* _Set task 1_
Present the entries that follow the forum post as a numbered list and leave out any blank lines. Omit the pictures from your answer.

* _Extract_

UPDATE
I have an university project in which I should build up a cluster with RPis.
Now we have a fully functional system with BLCR/MPICH on.
BLCR works very well with normal processes linked with the lib.
Demonstrations we have to show from our management web interface are:
parallel execution of a job
migration of processes across the nodes
fault tolerance with MPI
We are allowed to use the simplest computations.
The first one we got easily, with MPI too. The second point we actually have only working with normal processes (without MPI). Regarding the third point I have less idea how to implement a master-slave MPI scheme, in which I can restart a slave process, which also affects point two because we should/can/have_to make a checkpoint of the slave process, kill/stop it and restart it on another node. I know that I have to handle the MPI_Errors myself but how to restore the process? It would be nice if someone could post me a link or paper (with explanations) at least.
Thanks in advance
UPDATE:
As written earlier our BLCR+MPICH stuff works or seems to.
But... When I start MPI Processes checkpointing seems to work well.
Here the proof:
... snip ...
Benchmarking: dynamic_5: md5($s.$p.$s) [32/32 128x1 (MD5_Body)]... DONE
Many salts: 767744 c/s real, 767744 c/s virtual
Only one salt: 560896 c/s real, 560896 c/s virtual
Benchmarking: dynamic_5: md5($s.$p.$s) [32/32 128x1 (MD5_Body)]... [proxy:0:0#node2] requesting checkpoint
[proxy:0:0#node2] checkpoint completed
[proxy:0:1#node1] requesting checkpoint
[proxy:0:1#node1] checkpoint completed
[proxy:0:2#node3] requesting checkpoint
[proxy:0:2#node3] checkpoint completed
... snip ...
If I kill one Slave-Process on any node I get this here:
... snip ...
===================================================================================
= BAD TERMINATION OF ONE OF YOUR APPLICATION PROCESSES
= EXIT CODE: 9
= CLEANING UP REMAINING PROCESSES
= YOU CAN IGNORE THE BELOW CLEANUP MESSAGES
===================================================================================
... snip ...
It is ok because we have a checkpoint so we can restart our application.

* _Set task 2_
Answer these questions about the forum post:
(a) What must the cluster in the university project be built with?
(b) Which demonstration works so far only with normal processes, without MPI?
(c) What exit code is reported after a slave process is killed?

* _Dataset excerpts_

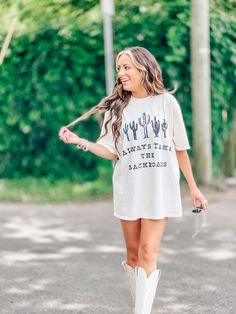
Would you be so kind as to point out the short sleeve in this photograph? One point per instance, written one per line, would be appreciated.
(107, 141)
(180, 137)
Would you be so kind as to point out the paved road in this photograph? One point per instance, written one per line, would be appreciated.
(67, 259)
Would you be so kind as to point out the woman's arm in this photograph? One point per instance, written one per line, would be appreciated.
(186, 168)
(69, 137)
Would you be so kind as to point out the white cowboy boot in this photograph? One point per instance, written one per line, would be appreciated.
(129, 271)
(145, 289)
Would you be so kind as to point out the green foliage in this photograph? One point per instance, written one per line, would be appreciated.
(54, 71)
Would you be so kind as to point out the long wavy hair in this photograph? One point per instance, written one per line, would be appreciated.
(115, 103)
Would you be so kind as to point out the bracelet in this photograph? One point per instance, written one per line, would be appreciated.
(84, 145)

* _Exercise answer 1_
1. Would you be so kind as to point out the short sleeve in this photograph? One point per instance, written one per line, would be appreciated.
2. (107, 141)
3. (180, 137)
4. Would you be so kind as to point out the paved road in this photograph? One point per instance, written one per line, would be appreciated.
5. (67, 259)
6. Would you be so kind as to point out the woman's arm in this photograph? One point per instance, written one per line, would be appreciated.
7. (186, 168)
8. (69, 137)
9. Would you be so kind as to point out the white cowboy boot in this photograph? One point per instance, written one per line, would be appreciated.
10. (129, 271)
11. (145, 289)
12. Would you be so kind as to point out the green foliage in this photograph? One point per instance, written one per line, would be appreciated.
13. (54, 71)
14. Would you be so kind as to point out the long wavy hair in this photograph? One point per instance, written one per line, would be appreciated.
15. (115, 103)
16. Would you be so kind as to point out the bracelet in this photograph? One point per instance, written one per line, would be appreciated.
17. (84, 145)

* _Exercise answer 2_
(a) RPis
(b) Migration of processes across the nodes
(c) 9